Stated goal ▸ Carry on the forum thread about pulling a domain name from a host name or URL, picking up right after its last line.

Document section ▸

........

William Tasso
Jul 12 2005, 03:04 PM
Greetings One and All
Been pondering domain names.
Do you have an algo (that you don't mind sharing) that can pull the domain
name from any of the likely strings (host/server name or URL) available to
the (web) server?
Either linear rule string manipulation or regular expression would suit
just fine.
Thanks for reading.
--
William Tasso
** Business as usual
Ignoramus31199
Jul 12 2005, 03:07 PM
On Tue, 12 Jul 2005 17:04:01 +0100, William Tasso <[Email Removed]> wrote:
QUOTE |
Greetings One and All
Been pondering domain names.
Do you have an algo (that you don't mind sharing) that can pull the domain name from any of the likely strings (host/server name or URL) available to the (web) server?
|
Using the CGI perl module, you can use function
$cgi->virtual_host ();
i
QUOTE |
Either linear rule string manipulation or regular expression would suit just fine.
Thanks for reading.
|
--
William Tasso
Jul 12 2005, 03:27 PM
Writing in news:alt.www.webmaster
From the safety of the cafeteria
Ignoramus31199 <[Email Removed]> said:
QUOTE |
...

........

Region outline entries:
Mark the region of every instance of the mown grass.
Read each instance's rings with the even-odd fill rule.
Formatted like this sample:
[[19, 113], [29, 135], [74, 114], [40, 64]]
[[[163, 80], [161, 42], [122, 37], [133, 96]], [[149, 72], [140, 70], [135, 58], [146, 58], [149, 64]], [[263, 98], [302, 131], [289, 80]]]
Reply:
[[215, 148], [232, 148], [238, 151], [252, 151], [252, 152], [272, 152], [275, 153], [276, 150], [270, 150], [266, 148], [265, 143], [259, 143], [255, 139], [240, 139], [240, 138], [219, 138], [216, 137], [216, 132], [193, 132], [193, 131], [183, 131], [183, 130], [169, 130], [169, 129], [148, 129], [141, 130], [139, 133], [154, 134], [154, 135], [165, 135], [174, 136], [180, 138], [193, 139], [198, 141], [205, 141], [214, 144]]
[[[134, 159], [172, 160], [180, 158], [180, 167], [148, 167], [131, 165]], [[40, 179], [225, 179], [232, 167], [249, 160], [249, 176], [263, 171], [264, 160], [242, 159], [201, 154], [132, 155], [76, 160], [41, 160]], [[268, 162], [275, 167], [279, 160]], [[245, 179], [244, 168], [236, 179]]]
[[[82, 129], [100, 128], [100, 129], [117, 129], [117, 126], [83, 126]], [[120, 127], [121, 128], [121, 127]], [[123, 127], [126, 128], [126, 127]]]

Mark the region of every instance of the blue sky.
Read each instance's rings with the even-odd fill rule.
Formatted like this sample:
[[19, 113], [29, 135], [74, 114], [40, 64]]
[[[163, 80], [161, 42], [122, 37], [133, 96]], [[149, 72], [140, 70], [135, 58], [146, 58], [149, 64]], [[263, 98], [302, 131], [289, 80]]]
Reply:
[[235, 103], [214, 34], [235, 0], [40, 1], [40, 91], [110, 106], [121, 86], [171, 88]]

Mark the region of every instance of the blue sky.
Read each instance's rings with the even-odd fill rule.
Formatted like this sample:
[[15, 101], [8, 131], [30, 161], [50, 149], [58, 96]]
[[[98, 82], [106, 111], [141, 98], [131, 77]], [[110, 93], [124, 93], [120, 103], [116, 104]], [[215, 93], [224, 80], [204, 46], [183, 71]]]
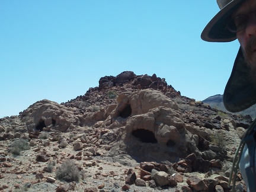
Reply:
[[196, 100], [223, 94], [237, 41], [208, 43], [215, 0], [0, 1], [0, 118], [84, 94], [125, 71]]

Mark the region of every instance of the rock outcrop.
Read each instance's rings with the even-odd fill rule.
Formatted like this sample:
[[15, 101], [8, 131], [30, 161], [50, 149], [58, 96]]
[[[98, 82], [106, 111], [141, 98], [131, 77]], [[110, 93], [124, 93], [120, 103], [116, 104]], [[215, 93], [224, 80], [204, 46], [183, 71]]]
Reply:
[[[229, 191], [251, 123], [181, 96], [155, 74], [103, 77], [66, 103], [43, 100], [0, 119], [0, 190]], [[79, 182], [51, 172], [71, 159]], [[239, 173], [236, 190], [245, 190]]]

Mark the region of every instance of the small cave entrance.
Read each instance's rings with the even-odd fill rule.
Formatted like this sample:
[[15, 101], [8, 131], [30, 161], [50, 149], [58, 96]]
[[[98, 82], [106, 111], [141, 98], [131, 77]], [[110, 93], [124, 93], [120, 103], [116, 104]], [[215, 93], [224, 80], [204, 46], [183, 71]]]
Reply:
[[53, 124], [53, 127], [54, 127], [56, 124], [56, 120], [55, 119], [52, 119], [52, 124]]
[[167, 143], [167, 146], [168, 148], [173, 148], [175, 145], [175, 144], [176, 143], [173, 140], [169, 140]]
[[135, 137], [139, 138], [144, 143], [157, 143], [157, 140], [155, 137], [155, 134], [148, 130], [144, 129], [138, 129], [133, 130], [132, 133]]
[[132, 107], [130, 104], [126, 104], [121, 111], [119, 113], [119, 116], [127, 118], [132, 114]]
[[39, 124], [36, 126], [36, 130], [41, 132], [43, 130], [43, 128], [44, 127], [46, 127], [44, 121], [40, 119]]

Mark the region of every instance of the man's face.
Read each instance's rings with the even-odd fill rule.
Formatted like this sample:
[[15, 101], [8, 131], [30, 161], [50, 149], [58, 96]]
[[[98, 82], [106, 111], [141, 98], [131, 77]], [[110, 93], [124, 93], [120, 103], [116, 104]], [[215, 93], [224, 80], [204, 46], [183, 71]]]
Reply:
[[233, 16], [241, 15], [247, 15], [248, 20], [245, 28], [236, 33], [236, 37], [247, 62], [256, 70], [256, 1], [247, 0]]

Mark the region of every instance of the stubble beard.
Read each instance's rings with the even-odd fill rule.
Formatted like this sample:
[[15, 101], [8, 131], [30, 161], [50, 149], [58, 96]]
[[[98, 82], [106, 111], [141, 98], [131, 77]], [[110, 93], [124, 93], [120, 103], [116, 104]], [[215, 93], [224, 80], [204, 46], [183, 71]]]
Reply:
[[251, 68], [251, 78], [256, 84], [256, 37], [252, 37], [247, 43], [244, 54], [247, 65]]

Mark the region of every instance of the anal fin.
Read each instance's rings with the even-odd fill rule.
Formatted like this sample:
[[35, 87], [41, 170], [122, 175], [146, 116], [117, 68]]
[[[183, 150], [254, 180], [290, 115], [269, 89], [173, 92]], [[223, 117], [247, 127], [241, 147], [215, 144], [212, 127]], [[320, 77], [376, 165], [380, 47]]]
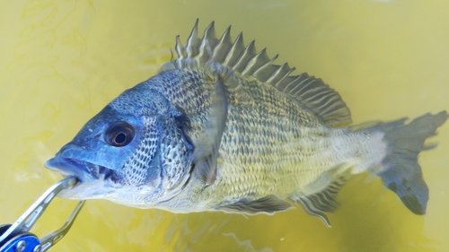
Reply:
[[349, 179], [349, 172], [333, 178], [329, 183], [330, 175], [328, 173], [320, 177], [313, 184], [326, 183], [327, 187], [320, 191], [312, 194], [293, 195], [289, 198], [303, 206], [305, 213], [316, 216], [324, 222], [327, 227], [330, 227], [330, 222], [325, 213], [334, 212], [339, 207], [337, 194], [346, 182]]
[[261, 213], [273, 214], [276, 212], [286, 211], [291, 206], [291, 204], [277, 196], [270, 195], [253, 201], [243, 198], [235, 203], [220, 206], [217, 210], [251, 215]]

........

The answer ▸
$cgi->virtual_host ();
|
thanks - I can get the hostname, it's the domain name I'm after.
--
William Tasso
** Business as usual
Ignoramus31199
Jul 12 2005, 03:36 PM
On Tue, 12 Jul 2005 17:27:16 +0100, William Tasso <[Email Removed]> wrote:
QUOTE |
Writing in news:alt.www.webmaster From the safety of the cafeteria Ignoramus31199 <[Email Removed]> said:
...
$cgi->virtual_host ();
thanks - I can get the hostname, it's the domain name I'm after.
|
you mean, say the hostname is www1.domain.com, you want to extract
domain.com?
I would do a "split", and then "pop" the last two items. It is good
except for countries where domains are like domain.co.uk. perhaps if
the second pop is a 'co' or some such, you could pop one more item.
i
--
Matt Probert
Jul 12 2005, 03:43 PM
Once upon a time, far far away "William Tasso"
<[Email Removed]> muttered
QUOTE |
Greetings One and All
|
And pop-pickers?
QUOTE |
Been pondering domain names.
|
Everyone needs a hobby....
QUOTE |
Do you have an algo (that you don't mind sharing) that can pull the domain name from any of the likely strings (host/server name or URL) available to the (web) server?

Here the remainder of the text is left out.